*PROBLEM DESCRIPTION:*
Transcribe the records from the line containing "Your task: point to each instance of the woman" onward, up to and including the final line, exactly and without anything else.
(THE RECORDS Opens)
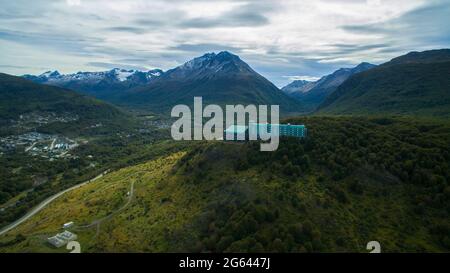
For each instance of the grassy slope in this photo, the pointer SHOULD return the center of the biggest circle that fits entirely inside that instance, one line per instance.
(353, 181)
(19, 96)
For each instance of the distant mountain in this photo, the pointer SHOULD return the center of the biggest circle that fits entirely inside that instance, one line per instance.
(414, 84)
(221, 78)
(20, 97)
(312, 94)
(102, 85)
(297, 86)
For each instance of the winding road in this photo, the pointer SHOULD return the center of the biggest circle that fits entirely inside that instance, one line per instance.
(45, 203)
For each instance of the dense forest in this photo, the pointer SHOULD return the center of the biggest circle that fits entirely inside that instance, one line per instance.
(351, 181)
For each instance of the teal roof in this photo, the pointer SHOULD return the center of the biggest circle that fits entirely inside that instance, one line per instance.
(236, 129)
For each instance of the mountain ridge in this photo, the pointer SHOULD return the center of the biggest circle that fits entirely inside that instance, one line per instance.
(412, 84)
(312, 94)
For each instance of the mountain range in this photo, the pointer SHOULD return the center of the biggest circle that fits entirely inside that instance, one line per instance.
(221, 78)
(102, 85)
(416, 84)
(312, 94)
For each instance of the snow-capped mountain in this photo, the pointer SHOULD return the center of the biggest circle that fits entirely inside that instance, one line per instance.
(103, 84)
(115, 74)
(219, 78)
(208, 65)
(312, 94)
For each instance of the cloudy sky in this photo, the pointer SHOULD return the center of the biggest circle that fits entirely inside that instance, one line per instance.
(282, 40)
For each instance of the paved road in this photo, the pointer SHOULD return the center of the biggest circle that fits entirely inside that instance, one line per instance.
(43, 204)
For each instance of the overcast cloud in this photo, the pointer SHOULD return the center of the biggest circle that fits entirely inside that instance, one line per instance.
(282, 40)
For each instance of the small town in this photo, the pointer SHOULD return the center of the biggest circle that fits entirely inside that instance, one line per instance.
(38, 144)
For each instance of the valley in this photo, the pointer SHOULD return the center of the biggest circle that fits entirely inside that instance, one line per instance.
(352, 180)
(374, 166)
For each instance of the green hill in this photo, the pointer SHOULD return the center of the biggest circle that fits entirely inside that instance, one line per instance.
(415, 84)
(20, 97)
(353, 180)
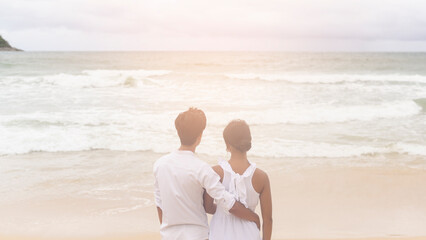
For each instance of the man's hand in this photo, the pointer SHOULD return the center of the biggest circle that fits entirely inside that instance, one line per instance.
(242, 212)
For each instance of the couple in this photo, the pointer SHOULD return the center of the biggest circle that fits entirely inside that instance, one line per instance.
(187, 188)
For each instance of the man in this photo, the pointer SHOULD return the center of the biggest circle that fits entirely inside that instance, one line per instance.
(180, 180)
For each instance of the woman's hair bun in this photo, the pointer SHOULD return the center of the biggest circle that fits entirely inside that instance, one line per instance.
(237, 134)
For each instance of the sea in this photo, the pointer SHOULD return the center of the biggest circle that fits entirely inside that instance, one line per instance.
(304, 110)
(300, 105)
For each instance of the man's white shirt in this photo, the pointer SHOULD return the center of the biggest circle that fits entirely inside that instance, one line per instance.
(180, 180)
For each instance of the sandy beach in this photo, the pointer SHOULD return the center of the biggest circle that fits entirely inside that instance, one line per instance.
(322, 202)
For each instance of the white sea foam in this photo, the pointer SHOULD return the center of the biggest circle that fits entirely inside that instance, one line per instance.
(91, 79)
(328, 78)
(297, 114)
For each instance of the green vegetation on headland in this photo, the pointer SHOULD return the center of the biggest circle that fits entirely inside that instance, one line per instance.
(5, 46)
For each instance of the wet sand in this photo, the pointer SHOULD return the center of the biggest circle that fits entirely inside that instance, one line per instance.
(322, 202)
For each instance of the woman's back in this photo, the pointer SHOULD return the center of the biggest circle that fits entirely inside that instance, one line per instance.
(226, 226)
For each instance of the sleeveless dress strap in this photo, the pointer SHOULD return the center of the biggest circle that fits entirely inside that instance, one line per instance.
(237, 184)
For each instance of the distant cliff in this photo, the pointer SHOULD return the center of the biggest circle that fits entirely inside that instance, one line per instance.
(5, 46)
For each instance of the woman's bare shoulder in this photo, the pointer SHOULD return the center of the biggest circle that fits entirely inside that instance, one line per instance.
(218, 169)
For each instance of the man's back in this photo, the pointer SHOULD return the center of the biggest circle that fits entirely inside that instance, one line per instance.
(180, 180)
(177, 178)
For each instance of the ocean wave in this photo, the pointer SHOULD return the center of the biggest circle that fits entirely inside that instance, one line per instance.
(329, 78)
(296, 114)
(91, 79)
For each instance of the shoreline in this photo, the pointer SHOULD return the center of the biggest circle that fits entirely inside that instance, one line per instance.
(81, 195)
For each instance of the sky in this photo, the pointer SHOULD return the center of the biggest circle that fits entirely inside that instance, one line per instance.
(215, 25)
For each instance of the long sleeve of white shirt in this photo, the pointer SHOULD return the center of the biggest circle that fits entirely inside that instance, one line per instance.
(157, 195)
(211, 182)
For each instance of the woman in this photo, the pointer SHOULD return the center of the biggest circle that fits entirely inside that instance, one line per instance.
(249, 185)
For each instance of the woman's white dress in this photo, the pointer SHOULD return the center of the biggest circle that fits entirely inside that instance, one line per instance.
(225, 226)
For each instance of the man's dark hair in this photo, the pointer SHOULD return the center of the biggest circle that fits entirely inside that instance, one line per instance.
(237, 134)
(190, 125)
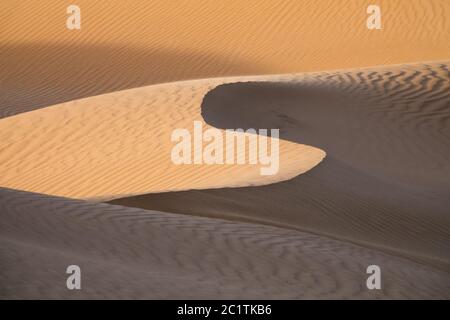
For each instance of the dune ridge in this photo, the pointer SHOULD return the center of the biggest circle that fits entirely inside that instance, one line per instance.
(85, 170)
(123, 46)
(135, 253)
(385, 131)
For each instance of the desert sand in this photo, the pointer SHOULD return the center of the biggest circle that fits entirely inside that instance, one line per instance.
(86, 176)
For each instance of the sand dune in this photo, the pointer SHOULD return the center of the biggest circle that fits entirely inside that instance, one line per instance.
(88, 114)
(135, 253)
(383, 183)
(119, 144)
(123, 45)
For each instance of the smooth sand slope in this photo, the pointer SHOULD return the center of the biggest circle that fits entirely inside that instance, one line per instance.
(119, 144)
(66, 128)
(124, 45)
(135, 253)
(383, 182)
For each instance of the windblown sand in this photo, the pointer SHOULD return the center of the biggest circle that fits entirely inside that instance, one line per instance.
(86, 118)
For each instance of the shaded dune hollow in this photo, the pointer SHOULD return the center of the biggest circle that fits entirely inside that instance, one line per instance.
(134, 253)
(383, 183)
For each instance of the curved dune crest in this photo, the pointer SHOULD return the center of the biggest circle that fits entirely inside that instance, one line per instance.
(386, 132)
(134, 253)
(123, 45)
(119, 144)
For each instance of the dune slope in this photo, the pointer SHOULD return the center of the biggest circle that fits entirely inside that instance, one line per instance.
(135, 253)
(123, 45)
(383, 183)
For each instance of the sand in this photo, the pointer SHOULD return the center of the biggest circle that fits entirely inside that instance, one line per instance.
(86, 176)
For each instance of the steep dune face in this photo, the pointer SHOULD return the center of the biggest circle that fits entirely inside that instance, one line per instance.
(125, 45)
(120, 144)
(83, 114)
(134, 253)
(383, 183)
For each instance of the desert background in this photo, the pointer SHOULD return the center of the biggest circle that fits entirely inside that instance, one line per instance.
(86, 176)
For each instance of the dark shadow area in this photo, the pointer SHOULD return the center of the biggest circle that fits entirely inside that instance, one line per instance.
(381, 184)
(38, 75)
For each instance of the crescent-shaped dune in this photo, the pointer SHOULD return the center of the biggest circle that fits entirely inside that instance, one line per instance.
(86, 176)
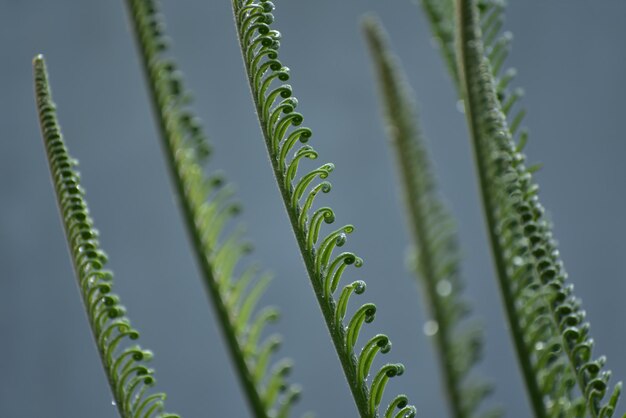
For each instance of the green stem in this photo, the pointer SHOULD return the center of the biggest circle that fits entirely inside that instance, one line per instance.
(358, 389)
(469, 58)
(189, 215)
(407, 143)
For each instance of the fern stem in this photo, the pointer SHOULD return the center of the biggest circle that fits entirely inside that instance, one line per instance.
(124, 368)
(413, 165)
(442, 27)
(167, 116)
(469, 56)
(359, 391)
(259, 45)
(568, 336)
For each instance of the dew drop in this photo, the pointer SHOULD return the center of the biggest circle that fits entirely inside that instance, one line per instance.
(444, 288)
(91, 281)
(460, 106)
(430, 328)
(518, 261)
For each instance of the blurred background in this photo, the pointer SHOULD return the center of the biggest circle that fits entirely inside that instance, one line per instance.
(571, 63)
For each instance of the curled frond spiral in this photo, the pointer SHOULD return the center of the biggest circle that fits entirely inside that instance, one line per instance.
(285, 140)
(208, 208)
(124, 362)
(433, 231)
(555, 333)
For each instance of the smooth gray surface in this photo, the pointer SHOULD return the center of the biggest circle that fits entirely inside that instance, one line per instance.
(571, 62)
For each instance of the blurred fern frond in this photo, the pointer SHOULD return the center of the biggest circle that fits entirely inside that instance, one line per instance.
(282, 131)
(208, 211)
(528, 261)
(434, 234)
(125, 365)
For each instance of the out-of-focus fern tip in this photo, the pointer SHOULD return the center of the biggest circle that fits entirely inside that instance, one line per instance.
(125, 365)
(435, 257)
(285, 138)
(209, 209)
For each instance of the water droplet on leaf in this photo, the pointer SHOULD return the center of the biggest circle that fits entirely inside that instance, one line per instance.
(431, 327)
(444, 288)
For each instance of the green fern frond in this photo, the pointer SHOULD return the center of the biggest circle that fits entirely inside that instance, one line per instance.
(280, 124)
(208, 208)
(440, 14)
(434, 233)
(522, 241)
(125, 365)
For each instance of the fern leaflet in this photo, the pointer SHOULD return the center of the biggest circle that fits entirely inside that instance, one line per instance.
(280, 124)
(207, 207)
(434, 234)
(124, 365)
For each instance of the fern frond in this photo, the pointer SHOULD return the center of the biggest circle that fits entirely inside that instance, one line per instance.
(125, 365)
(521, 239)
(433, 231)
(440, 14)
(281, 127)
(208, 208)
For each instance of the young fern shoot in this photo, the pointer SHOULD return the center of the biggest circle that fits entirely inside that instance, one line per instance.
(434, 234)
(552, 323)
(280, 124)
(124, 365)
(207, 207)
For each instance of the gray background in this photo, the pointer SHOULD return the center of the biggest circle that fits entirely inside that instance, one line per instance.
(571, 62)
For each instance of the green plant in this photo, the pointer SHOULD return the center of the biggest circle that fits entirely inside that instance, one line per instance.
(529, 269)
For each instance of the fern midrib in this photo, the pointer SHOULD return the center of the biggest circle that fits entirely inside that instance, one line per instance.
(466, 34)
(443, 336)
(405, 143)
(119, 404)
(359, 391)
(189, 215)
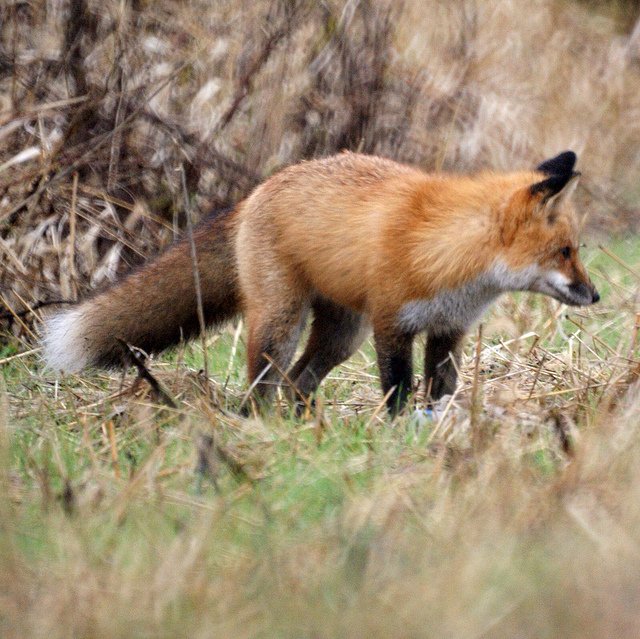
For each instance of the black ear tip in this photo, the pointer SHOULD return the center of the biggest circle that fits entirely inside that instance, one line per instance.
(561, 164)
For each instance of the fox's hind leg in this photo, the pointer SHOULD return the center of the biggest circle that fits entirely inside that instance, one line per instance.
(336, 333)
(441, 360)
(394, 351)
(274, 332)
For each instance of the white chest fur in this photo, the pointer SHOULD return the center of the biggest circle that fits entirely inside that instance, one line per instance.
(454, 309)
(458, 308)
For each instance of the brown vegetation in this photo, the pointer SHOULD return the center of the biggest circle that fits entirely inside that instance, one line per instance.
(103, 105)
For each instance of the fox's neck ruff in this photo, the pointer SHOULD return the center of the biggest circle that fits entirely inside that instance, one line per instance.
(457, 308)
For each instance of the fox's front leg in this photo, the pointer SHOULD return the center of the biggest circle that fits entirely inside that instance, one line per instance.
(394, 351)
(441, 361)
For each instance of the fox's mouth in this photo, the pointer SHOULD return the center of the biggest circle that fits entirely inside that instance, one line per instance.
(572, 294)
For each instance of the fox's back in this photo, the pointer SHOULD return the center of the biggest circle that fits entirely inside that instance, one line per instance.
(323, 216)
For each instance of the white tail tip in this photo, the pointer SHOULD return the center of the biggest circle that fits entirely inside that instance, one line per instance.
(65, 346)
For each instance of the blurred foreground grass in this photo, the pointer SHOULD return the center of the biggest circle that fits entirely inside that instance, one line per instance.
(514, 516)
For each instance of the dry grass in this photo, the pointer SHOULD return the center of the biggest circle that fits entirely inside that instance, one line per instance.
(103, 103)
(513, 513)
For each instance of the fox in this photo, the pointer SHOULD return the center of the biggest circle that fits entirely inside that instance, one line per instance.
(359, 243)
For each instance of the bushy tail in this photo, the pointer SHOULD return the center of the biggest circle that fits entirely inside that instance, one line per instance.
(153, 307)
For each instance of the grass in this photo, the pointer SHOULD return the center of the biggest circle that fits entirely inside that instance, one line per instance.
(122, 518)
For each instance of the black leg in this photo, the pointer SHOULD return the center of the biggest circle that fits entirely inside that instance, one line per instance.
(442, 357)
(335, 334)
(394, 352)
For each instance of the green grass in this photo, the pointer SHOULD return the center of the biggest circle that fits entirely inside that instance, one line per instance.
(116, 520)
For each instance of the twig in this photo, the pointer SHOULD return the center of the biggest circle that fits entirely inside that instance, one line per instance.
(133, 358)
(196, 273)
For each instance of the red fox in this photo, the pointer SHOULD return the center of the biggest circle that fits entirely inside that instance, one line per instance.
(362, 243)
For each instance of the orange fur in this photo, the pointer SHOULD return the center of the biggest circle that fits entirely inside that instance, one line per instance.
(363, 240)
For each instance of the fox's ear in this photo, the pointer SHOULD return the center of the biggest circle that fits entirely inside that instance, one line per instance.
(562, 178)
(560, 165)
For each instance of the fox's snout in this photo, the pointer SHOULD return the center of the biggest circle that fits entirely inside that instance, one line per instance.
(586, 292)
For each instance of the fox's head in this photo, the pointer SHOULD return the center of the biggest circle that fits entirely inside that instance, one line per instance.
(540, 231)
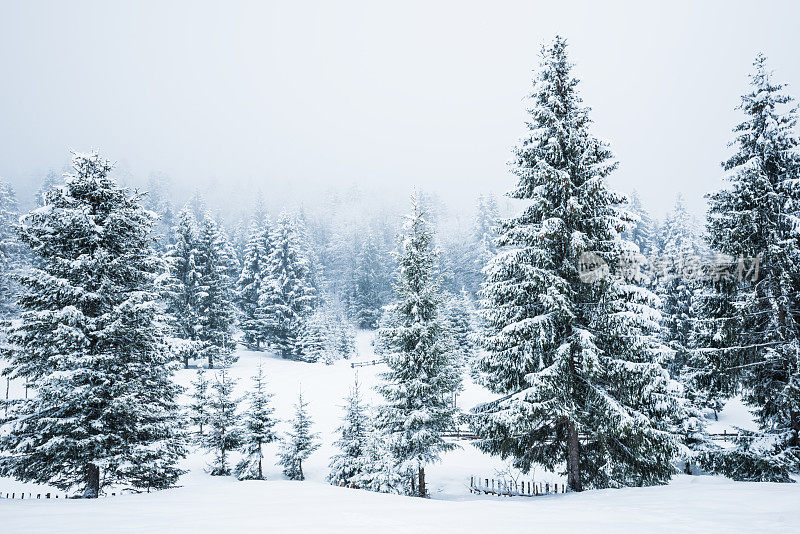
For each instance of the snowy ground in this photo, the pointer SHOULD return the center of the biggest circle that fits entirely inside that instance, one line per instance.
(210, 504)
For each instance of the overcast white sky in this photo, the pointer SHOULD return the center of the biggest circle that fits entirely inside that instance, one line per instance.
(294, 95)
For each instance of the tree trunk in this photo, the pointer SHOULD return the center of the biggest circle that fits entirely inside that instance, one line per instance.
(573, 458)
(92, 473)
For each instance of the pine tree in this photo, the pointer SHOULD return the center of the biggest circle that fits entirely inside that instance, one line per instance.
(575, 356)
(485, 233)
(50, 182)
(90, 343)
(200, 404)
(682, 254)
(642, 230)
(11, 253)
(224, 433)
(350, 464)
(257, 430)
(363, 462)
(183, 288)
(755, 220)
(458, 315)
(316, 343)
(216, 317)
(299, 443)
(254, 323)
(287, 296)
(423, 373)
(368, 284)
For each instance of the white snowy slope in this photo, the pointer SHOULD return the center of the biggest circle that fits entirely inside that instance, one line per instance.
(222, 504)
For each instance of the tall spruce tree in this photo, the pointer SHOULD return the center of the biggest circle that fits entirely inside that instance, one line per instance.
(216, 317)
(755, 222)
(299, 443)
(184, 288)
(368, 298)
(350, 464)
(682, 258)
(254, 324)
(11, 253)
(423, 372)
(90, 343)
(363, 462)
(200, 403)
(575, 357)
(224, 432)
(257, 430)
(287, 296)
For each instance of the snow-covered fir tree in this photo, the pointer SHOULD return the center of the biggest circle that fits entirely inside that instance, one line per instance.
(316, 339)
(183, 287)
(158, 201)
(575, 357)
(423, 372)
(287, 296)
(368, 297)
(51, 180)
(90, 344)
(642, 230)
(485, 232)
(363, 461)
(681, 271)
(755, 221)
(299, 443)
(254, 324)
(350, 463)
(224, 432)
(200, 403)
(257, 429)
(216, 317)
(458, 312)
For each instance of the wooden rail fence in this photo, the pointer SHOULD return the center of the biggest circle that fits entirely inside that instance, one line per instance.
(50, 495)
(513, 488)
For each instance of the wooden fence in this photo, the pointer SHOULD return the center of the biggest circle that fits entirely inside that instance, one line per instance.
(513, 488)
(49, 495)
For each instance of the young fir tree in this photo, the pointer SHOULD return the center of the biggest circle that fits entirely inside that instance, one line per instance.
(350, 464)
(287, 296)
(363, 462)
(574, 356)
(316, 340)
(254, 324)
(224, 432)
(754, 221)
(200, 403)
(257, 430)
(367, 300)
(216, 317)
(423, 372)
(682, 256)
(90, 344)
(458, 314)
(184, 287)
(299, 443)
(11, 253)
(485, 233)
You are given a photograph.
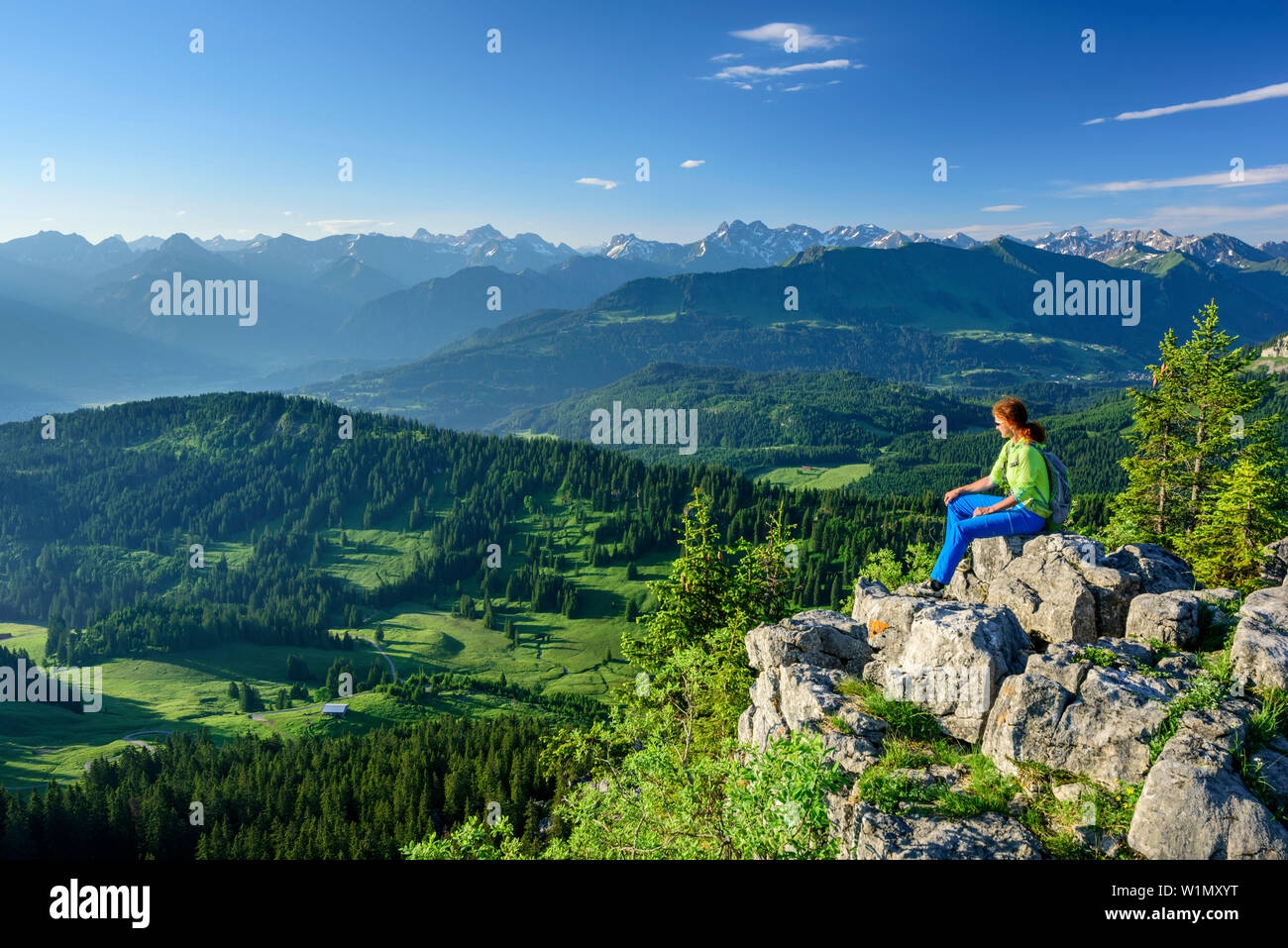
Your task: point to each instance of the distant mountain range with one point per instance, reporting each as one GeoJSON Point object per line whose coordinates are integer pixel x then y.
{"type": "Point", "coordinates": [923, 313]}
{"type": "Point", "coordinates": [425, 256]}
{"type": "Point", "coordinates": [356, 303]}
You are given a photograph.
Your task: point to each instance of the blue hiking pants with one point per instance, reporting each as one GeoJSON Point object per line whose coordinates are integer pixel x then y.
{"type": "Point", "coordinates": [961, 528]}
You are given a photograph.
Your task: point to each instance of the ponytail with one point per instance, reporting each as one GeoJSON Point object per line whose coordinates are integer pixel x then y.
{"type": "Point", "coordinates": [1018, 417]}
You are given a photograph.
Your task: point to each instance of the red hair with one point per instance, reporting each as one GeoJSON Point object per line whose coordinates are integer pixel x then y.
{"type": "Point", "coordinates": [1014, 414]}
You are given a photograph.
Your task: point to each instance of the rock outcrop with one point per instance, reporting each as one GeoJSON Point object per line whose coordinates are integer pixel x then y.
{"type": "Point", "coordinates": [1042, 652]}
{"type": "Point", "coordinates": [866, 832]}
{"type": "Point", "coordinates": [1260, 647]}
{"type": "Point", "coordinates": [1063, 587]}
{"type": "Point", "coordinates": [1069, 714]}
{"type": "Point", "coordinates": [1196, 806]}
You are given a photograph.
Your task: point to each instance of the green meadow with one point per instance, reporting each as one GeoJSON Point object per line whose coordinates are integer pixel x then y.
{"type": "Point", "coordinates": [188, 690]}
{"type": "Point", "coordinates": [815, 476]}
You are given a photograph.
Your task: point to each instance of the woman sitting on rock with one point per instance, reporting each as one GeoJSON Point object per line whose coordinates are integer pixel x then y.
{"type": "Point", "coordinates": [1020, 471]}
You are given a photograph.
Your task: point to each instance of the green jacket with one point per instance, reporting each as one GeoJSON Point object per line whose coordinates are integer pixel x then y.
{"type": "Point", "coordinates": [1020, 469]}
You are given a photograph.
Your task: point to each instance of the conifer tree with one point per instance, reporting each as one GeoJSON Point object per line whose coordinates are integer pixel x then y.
(THE RECORDS Closes)
*WRITTEN ANSWER:*
Your task: point to each instance of the woman sitting on rock with one point per instance, reporting each as one GeoJSON Point object per line whose coordinates are integer pixel x then y.
{"type": "Point", "coordinates": [1020, 471]}
You are given a photograph.
Your task: point to each instance of the green jacket with one point per instance, reporting each as one GeoJSON Point object per line whose coordinates are integer pixel x then y.
{"type": "Point", "coordinates": [1020, 469]}
You are given a photograph.
Your task: point to each instance of the conifer tree with one point per instance, reporting each as one GeoJSON Point object per line whose coordinates are integer pixel x then y.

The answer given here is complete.